> _PROVIDED PASSAGE_:
Are you referring to the
ROM that existed in the drive?
No, to the machine's ROM. The Basic was a quick hack of Mbasic and didn't
take advantage of the custom hardware on the C=.
better than
the Apple. The C='s main fault was the i/o. The machine
could read tape ok, but to read disks it had to emulate the tape drive and
Say
WHAT?! I *strongly* disagree with you here. It never "emulated the
tape drive". Sure, it was slow as a dog, but that is due to the serial
nature of the drive interface. I don't even think the tape and serial
device bus shared the same CIA chip.
Maybe I did get that from some 80's propoganda. Sorry. The drive was
still Godaweful slow. Not because it is serial either. There was
something badly wrong with thier design.
To get high speed, high capacity drives for the C-64,
you just added a
commonly available IEEE-488 interface. This gives you a fast parallel
interface for using a myriad of faster and far higher capacity drives.

> _MATERIAL PROVIDED_:
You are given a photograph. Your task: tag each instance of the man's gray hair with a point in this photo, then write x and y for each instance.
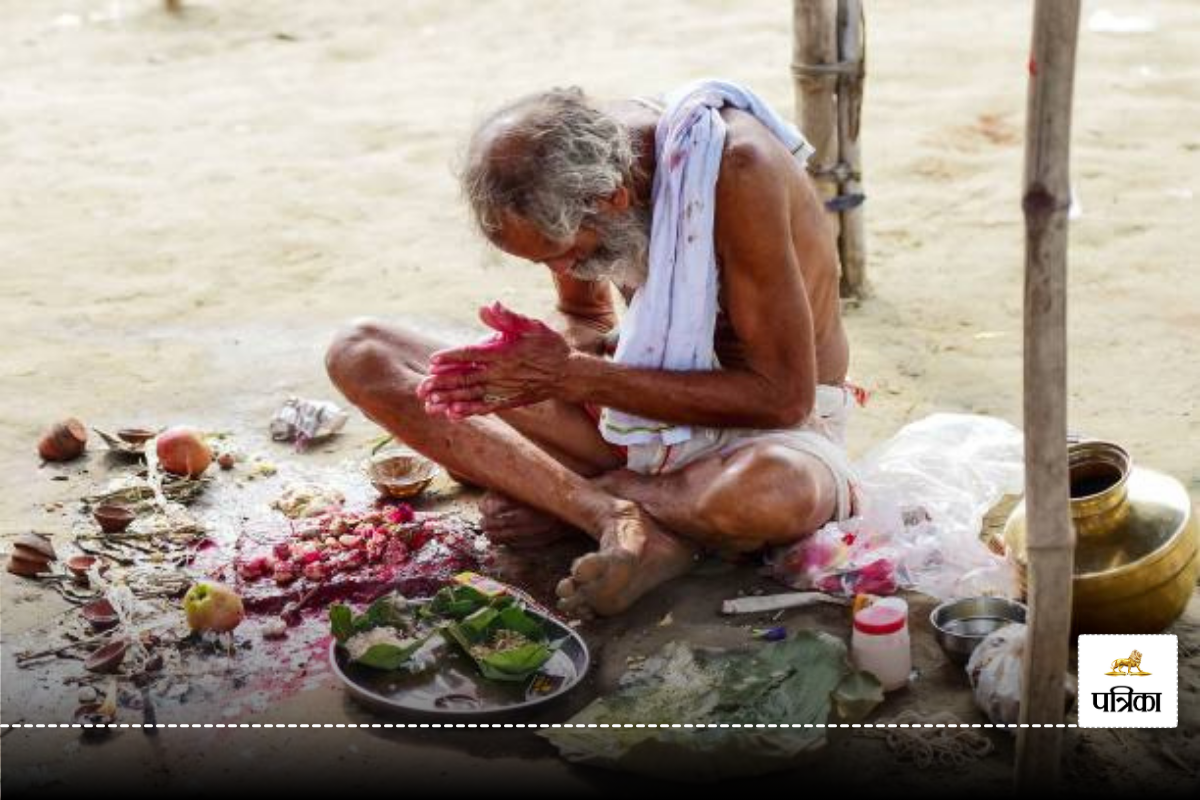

> _LIST OF TASKS_:
**A.** Rewrite the paragraph of the Commodore 64 disk drive discussion that begins "To get high speed, high capacity drives" in fewer words, keeping its main facts.
**B.** Write a continuation of the Commodore 64 disk drive discussion, starting after its final sentence.

> _THE RESULTS_:
**A.** Adding a commonly available IEEE-488 interface to the C-64 gives it a fast parallel connection, so it can use many faster drives with much higher capacity.

**B.**
SFD1001 and 8050 come to mind right off.
That was the 1mb floppy right? I didn't know that ran on a different buss.
There is no
DOS for the C=. At least none that allows you to run the
You mean it accessed the
drive by pure magic? Gee, that's fascinating.
Not by magic. By machine language calls to the drive's rom. This is not
a complete dos, but a kernel you can make calls to. Imagine CP/M. Then
subtract the command interpreter. Sure, all the calls are there but it's
vastly more difficult to use.... If you go ahead and write a ccp you lose
compatability because of the ram it takes up. I don't know if there is a
cartridge-based DOS for the C=. Spartados X is a 64k cart that bitbangs
the ram/rom to avoid bumping memlo.
The only reason I can imagine for doing it the way they did is to save ram
for applications compatibility. If so, this was poor planning.
> majority of software. There is none because the
i/o and ram schemes never
> allowed for one. GEOS does not count because it bypasses or manipulates
> the original ROM os for greater functionality at the expense of near total
> incompatibility with non-GEOS software.
>
Did you get your Commodore facts from an old Atari
press release or
something? I mean c'mon man, this stuff is totally false!
Maybe some...
BTW, there IS a 4MB (more?) memory upgrade for the C64,
there is also a
20Mhz 65816 upgrade for it.
Yea, there is the Turbo 816 upgrade for the Atari too. It never went very
far though. In 816 mode compatability suffers badly.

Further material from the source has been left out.